▶ DATA LISTING
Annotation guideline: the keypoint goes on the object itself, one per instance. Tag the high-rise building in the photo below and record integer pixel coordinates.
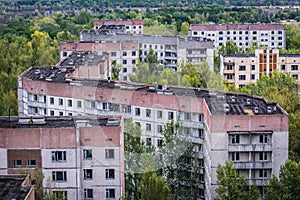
(80, 157)
(271, 36)
(248, 130)
(119, 26)
(243, 69)
(170, 50)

▶ TASK DESCRIPTION
Retype the data above exactly. Leave the pictures out.

▶ RESPONSE BOX
Annotation guideline: the keypoint goes on the object itself, one per instance. Tag the high-rise building in the photo below and record integer pixel coordinates.
(80, 157)
(271, 36)
(248, 130)
(119, 26)
(243, 69)
(170, 50)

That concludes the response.